• RAW RECORDS
════════

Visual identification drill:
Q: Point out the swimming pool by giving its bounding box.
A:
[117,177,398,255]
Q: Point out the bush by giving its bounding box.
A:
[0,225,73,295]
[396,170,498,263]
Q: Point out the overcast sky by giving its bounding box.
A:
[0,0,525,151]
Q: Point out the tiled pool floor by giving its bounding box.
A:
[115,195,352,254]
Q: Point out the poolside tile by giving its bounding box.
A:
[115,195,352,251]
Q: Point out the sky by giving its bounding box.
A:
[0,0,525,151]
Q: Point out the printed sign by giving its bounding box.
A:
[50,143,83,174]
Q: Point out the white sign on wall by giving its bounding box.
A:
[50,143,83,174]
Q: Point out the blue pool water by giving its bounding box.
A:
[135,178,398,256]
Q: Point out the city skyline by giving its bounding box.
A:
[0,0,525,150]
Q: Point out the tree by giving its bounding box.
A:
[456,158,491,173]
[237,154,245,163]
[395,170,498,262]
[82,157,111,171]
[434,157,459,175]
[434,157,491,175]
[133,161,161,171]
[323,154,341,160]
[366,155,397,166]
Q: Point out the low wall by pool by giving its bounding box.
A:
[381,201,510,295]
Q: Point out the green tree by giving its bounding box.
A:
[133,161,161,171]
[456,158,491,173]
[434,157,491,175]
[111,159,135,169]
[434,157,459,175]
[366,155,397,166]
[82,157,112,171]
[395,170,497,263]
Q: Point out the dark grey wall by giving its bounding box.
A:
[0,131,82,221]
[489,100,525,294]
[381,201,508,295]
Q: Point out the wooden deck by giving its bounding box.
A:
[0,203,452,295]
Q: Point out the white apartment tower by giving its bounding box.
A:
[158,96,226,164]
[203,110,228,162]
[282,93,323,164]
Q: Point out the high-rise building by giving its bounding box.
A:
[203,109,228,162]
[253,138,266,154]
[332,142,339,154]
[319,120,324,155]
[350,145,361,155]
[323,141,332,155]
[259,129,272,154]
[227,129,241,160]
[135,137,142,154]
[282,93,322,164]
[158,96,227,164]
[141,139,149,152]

════════

• WHAT IS REQUIRED
Please lay out every line of the entries above as a Markdown table with the columns No. and Line, numbering the rows and leaving out blank lines.

• TASK RESPONSE
| No. | Line |
|---|---|
| 1 | Visual identification drill: |
| 2 | Q: Point out the swimming pool by giving its bounding box. |
| 3 | A: |
| 4 | [117,177,398,255] |
| 5 | Q: Point out the bush by giving its bounding box. |
| 6 | A: |
| 7 | [0,225,73,295] |
| 8 | [396,170,498,263] |
| 9 | Q: Point out the overcast sky by giving its bounding box. |
| 10 | A: |
| 11 | [0,0,525,151] |
| 12 | Q: Point out the tiled pool floor by giving its bounding box. |
| 13 | A: |
| 14 | [115,195,352,254] |
| 15 | Q: Point out the poolside tile by giving its bounding box. |
| 16 | A: |
| 17 | [115,195,352,251] |
| 18 | Q: Point out the sky by giving its bounding box. |
| 19 | A: |
| 20 | [0,0,525,151] |
| 21 | Q: Point out the printed sign by giving its bounding box. |
| 22 | A: |
| 23 | [50,143,83,174] |
| 24 | Q: Point out the white sign on wall by giving its bounding box. |
| 25 | A: |
| 26 | [50,143,83,174] |
| 27 | Q: Point out the blue pool water by giving its bounding box. |
| 28 | A: |
| 29 | [135,178,398,256] |
| 30 | Q: Point out the city skyline by giving its bounding box. |
| 31 | A: |
| 32 | [0,0,525,150] |
| 33 | Q: Point out the tree by giving its bounding box. |
| 34 | A: |
| 35 | [456,158,491,173] |
| 36 | [237,154,245,163] |
| 37 | [395,170,498,262] |
| 38 | [82,157,111,171] |
| 39 | [434,157,459,175] |
| 40 | [434,157,491,175] |
| 41 | [133,161,161,171] |
| 42 | [323,154,341,160] |
| 43 | [366,155,397,166] |
| 44 | Q: Point out the low wall by pool by giving its bounding box. |
| 45 | A: |
| 46 | [381,201,510,295] |
| 47 | Q: Point out the green tree by giving its bounding box. |
| 48 | A: |
| 49 | [133,161,161,171] |
| 50 | [456,158,491,173] |
| 51 | [434,157,491,175] |
| 52 | [111,159,135,169] |
| 53 | [434,157,459,175] |
| 54 | [366,155,397,166] |
| 55 | [82,157,112,171] |
| 56 | [395,170,497,263] |
| 57 | Q: Point out the dark grey wall by giving its bounding box. |
| 58 | A: |
| 59 | [0,131,82,221] |
| 60 | [489,100,525,294] |
| 61 | [381,201,508,295] |
| 62 | Q: Point out the wooden deck by giving its bounding box. |
| 63 | A: |
| 64 | [0,203,452,295] |
| 65 | Q: Point out the white apartment tower by giving its bounding box. |
| 66 | A: |
| 67 | [158,96,226,164] |
| 68 | [203,110,228,162] |
| 69 | [282,93,323,164] |
| 70 | Q: Point out the high-rise building by giving its bounding box. |
| 71 | A: |
| 72 | [203,109,228,162] |
| 73 | [253,138,266,154] |
| 74 | [332,142,339,154] |
| 75 | [319,120,324,155] |
| 76 | [350,145,361,155] |
| 77 | [323,141,332,155] |
| 78 | [259,129,272,154] |
| 79 | [227,129,241,160] |
| 80 | [135,137,142,154] |
| 81 | [282,93,322,164] |
| 82 | [158,96,227,164] |
| 83 | [141,139,149,152] |